### TASK TO CARRY OUT:
Write out the listing below again, precisely as it is given.

Items from a dataset:

§

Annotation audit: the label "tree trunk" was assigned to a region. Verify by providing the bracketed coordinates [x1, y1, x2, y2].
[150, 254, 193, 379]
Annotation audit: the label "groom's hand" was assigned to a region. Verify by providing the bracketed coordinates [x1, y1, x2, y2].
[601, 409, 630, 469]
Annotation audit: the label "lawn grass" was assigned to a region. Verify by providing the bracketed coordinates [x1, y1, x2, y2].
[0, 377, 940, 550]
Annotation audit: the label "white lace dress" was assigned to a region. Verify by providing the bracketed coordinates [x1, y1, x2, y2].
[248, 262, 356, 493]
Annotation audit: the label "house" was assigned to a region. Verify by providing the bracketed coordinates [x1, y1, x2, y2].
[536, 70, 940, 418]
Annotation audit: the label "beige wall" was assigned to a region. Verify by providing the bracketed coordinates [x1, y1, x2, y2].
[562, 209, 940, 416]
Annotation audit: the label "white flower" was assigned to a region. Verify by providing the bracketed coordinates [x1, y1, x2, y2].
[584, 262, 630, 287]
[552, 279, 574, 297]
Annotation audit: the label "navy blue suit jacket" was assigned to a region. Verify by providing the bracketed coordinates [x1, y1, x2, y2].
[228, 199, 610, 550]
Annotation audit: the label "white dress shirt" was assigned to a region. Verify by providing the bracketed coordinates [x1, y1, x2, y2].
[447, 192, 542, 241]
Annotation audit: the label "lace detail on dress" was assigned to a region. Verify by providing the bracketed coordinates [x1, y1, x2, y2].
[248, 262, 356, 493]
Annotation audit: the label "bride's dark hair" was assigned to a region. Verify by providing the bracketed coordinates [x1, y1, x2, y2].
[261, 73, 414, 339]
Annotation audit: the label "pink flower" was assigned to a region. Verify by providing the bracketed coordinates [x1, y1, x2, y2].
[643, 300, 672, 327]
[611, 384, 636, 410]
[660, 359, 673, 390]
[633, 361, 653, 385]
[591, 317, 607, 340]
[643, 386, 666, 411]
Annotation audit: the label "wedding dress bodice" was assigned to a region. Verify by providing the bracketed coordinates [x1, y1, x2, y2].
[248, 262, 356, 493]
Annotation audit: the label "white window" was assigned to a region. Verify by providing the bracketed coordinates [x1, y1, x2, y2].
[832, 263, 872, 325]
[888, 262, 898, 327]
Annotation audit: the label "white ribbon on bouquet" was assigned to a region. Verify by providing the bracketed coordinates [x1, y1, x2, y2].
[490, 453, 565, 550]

§

### WRITTEN RESPONSE:
Annotation audit: the label "tree trunk" was assigned to a region. Verify by providing the bracketed coordinates [x1, y1, x2, y2].
[150, 254, 193, 379]
Annotation audit: the label "groom's hand" was assigned to a region. Verify by providing the bracketed coordinates [x1, y1, x2, y2].
[601, 409, 630, 469]
Annotation audit: the label "lawn grass" was assigned to a region. Verify by providing the bracketed coordinates [x1, y1, x2, y2].
[0, 377, 940, 550]
Annotation audit: the label "white lace dress" was assigned to a region. Verify by providing the bracketed coordinates [x1, y1, x2, y2].
[248, 262, 356, 493]
Annotation audit: the label "house" was assigned to a region. Verify by providing the bracketed coordinates [x1, y1, x2, y2].
[536, 70, 940, 418]
Annotation audit: the label "beige wall" was assigned to a region. Verify by providing the bracketed coordinates [x1, y1, x2, y2].
[562, 209, 940, 416]
Annotation audit: the label "white flower" was assigned to a region. Verify by providing the bracketed coordinates [x1, y1, x2, y2].
[584, 262, 630, 287]
[552, 279, 574, 297]
Annotation audit: the label "navy blue suit jacket" was assigned to a region. Verify by providing the bracketed coordinates [x1, y1, x2, y2].
[228, 199, 610, 550]
Annotation audit: the label "white dress shirt" was assigned to a region. Verify by providing the bracketed coordinates [x1, y1, x2, y2].
[447, 192, 542, 241]
Annotation audit: the label "lace detail on dress" was assigned to a region. Verify by providing the bracketed coordinates [x1, y1, x2, y2].
[248, 262, 356, 493]
Annotation audit: the label "bride's dark hair" was assigned to a region. Verify by providing the bracketed coordinates [x1, y1, x2, y2].
[261, 73, 414, 339]
Annotation audit: the label "pink flower" was assigned to a region. Verify by providing the bracketed coordinates [x1, y1, x2, y2].
[643, 300, 672, 327]
[611, 384, 636, 410]
[660, 359, 673, 390]
[633, 361, 653, 385]
[591, 317, 607, 340]
[643, 386, 666, 411]
Annotation audit: the label "wedding dress bodice" was assigned to a region. Verify by providing the bracketed coordinates [x1, y1, x2, y2].
[248, 262, 356, 493]
Annotation audit: the label "white window" was assigned to a region. Verify by providing the bracketed coordinates [x1, y1, x2, y2].
[832, 263, 872, 325]
[888, 262, 898, 327]
Annotation audit: the label "white ribbon on bouquet" was assigned to a region. Verify by providing the bracketed coordinates [x1, y1, x2, y2].
[490, 453, 565, 550]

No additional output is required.